• [Requirement]: The full set of records is to be reproduced verbatim.

Entries taken from a collection
━━━━━━━━━━━━━━━━━━━━━━━━━━━━━━
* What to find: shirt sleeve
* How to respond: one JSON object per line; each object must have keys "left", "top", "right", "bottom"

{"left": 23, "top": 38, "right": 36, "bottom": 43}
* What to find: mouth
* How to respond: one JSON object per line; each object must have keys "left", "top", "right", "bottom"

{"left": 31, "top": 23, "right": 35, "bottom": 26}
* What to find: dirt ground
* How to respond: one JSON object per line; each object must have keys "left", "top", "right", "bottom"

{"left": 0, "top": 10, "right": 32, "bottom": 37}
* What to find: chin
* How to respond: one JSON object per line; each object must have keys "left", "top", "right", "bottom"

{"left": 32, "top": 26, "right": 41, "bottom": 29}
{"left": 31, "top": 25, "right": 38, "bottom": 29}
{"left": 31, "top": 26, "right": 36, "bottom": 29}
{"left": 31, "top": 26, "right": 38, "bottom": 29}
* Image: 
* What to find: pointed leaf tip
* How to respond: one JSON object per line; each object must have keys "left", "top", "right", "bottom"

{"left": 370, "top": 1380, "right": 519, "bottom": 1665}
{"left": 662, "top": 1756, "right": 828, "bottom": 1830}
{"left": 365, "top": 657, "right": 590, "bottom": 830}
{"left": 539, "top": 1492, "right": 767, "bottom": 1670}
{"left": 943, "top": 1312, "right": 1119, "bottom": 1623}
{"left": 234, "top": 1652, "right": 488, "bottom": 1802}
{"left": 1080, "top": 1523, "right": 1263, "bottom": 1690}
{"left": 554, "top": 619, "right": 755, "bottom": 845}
━━━━━━━━━━━━━━━━━━━━━━━━━━━━━━
• [Expected output]:
* What to find: shirt sleeve
* How to respond: one JSON object per line; each object must have keys "left", "top", "right", "bottom"

{"left": 23, "top": 38, "right": 36, "bottom": 43}
* What to find: mouth
* How to respond: one JSON object per line; each object must have keys "left", "top", "right", "bottom"

{"left": 31, "top": 23, "right": 35, "bottom": 26}
* What to find: dirt ground
* How to respond: one JSON object per line; each object must have keys "left", "top", "right", "bottom"

{"left": 0, "top": 10, "right": 32, "bottom": 37}
* What to find: chin
* How to respond: one JSON object per line; each object must have keys "left", "top", "right", "bottom"

{"left": 32, "top": 26, "right": 41, "bottom": 29}
{"left": 31, "top": 25, "right": 38, "bottom": 29}
{"left": 31, "top": 26, "right": 36, "bottom": 29}
{"left": 31, "top": 26, "right": 38, "bottom": 29}
* Image: 
* What to find: pointed leaf tip
* How to respond: one JSON object per line; each object must have keys "left", "top", "right", "bottom"

{"left": 370, "top": 1380, "right": 519, "bottom": 1665}
{"left": 662, "top": 1756, "right": 828, "bottom": 1830}
{"left": 365, "top": 657, "right": 590, "bottom": 830}
{"left": 539, "top": 1492, "right": 767, "bottom": 1670}
{"left": 943, "top": 1312, "right": 1119, "bottom": 1623}
{"left": 234, "top": 1652, "right": 488, "bottom": 1802}
{"left": 1080, "top": 1523, "right": 1263, "bottom": 1690}
{"left": 554, "top": 619, "right": 755, "bottom": 845}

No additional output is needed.